Repeat each entry. Keep every line exactly as it is.
───── SUPPLIED MATERIAL ─────
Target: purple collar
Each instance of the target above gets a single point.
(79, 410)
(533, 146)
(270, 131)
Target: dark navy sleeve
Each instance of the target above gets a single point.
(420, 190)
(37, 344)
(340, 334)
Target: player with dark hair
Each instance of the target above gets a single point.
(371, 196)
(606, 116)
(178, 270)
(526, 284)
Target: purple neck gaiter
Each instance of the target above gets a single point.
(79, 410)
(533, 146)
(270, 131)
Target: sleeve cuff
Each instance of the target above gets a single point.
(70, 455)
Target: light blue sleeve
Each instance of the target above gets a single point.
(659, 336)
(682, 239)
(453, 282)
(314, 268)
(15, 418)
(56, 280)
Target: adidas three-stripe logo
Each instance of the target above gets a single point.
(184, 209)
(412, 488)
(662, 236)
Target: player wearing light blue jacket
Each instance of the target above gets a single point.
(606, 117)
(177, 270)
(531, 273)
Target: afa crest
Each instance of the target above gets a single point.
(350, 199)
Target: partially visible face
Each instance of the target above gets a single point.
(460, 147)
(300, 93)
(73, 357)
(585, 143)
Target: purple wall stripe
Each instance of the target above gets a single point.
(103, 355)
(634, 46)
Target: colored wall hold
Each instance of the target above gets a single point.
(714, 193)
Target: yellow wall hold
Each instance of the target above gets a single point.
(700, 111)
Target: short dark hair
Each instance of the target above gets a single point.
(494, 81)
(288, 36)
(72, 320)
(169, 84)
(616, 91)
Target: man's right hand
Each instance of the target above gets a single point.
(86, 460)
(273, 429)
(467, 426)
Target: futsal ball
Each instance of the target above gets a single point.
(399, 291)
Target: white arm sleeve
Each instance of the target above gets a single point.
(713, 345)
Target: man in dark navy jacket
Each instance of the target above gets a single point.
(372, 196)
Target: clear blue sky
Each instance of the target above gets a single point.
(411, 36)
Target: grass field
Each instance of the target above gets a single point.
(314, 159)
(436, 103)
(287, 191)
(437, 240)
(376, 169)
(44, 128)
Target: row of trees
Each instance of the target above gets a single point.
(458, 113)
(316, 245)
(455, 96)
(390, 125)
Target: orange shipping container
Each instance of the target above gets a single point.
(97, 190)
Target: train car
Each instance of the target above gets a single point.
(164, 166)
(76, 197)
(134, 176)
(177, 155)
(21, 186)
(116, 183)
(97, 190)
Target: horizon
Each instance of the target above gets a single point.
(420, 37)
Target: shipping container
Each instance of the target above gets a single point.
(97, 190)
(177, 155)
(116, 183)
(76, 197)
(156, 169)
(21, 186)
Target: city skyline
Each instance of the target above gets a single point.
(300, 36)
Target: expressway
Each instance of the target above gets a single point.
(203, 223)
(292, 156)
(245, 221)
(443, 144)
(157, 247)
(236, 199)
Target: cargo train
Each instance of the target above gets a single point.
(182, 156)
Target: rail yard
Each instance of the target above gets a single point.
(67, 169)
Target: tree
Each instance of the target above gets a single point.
─────
■ SOLUTION TO THIS PROBLEM ■
Target: purple collar
Each instance of the target above gets a single point.
(79, 410)
(533, 146)
(270, 131)
Target: dark navy sleeve
Each instance of the target above gets a single point.
(420, 190)
(37, 344)
(340, 334)
Target: player with dark hair
Each instance of the target above gets a single point.
(371, 196)
(606, 116)
(178, 270)
(526, 284)
Target: purple neck gaiter
Each instance of the target above gets a single point.
(79, 410)
(533, 146)
(270, 131)
Target: sleeve cuff
Each instance of the target above gets a single point.
(70, 455)
Target: light blue sleeve
Each instance of the target above gets a single point.
(659, 336)
(682, 239)
(453, 282)
(314, 268)
(15, 418)
(56, 280)
Target: adidas three-stripe logo
Each instance of the target above gets a single point.
(184, 209)
(412, 488)
(662, 236)
Target: player wearing light blue jacket
Each instance of the target above gets a single point.
(606, 117)
(177, 270)
(531, 273)
Target: afa crest
Each instance of the target above gets a single point.
(350, 199)
Target: partially visible face
Each instance of the target above gets a single point.
(460, 147)
(300, 93)
(73, 357)
(585, 143)
Target: purple wall stripe
Each instance of the target above gets a single point.
(103, 355)
(634, 46)
Target: colored wall hold
Each instance of the target above gets a single point.
(714, 193)
Target: yellow wall hold
Each instance of the target above gets a single point.
(700, 111)
Target: short dark hair
Each instance of the target above gets a single point.
(494, 81)
(288, 36)
(72, 320)
(169, 84)
(616, 91)
Target: man's right hand
Each instance of the target above gets a single point.
(86, 460)
(273, 429)
(467, 426)
Target: futsal ball
Each instance of the target above gets a single point.
(399, 291)
Target: white arm sleeve
Each instance of the target above gets a single point.
(713, 345)
Target: man in dark navy jacket
Each instance of the target above gets a single point.
(372, 196)
Target: clear blue sky
Each instance of the target above gets a single point.
(411, 36)
Target: grass field
Each instance of the target above gets a single point.
(314, 159)
(436, 103)
(287, 191)
(437, 240)
(376, 169)
(44, 128)
Target: row of trees
Each instance of the target above gets a single point.
(458, 113)
(316, 245)
(455, 96)
(390, 125)
Target: orange shipping container
Each instance of the target above gets a single point.
(97, 190)
Target: train car
Each instance of the target above gets a single point.
(164, 166)
(76, 197)
(134, 176)
(177, 155)
(21, 186)
(116, 183)
(97, 190)
Target: horizon
Each instance of the target above gets a single point.
(420, 37)
Target: shipping container
Each instance of the target above gets a single point.
(97, 190)
(177, 155)
(116, 183)
(76, 197)
(156, 169)
(21, 186)
Target: city skyline
Each instance of the target above gets a single point.
(300, 36)
Target: expressway
Each instance of the target above gets a single point.
(203, 223)
(292, 156)
(245, 221)
(443, 144)
(157, 247)
(236, 199)
Target: cargo train
Each instance of the target above gets a single point.
(182, 156)
Target: rail yard
Each instance of the target above gets a single point.
(67, 169)
Target: tree
Each instance of the target above gets a single point.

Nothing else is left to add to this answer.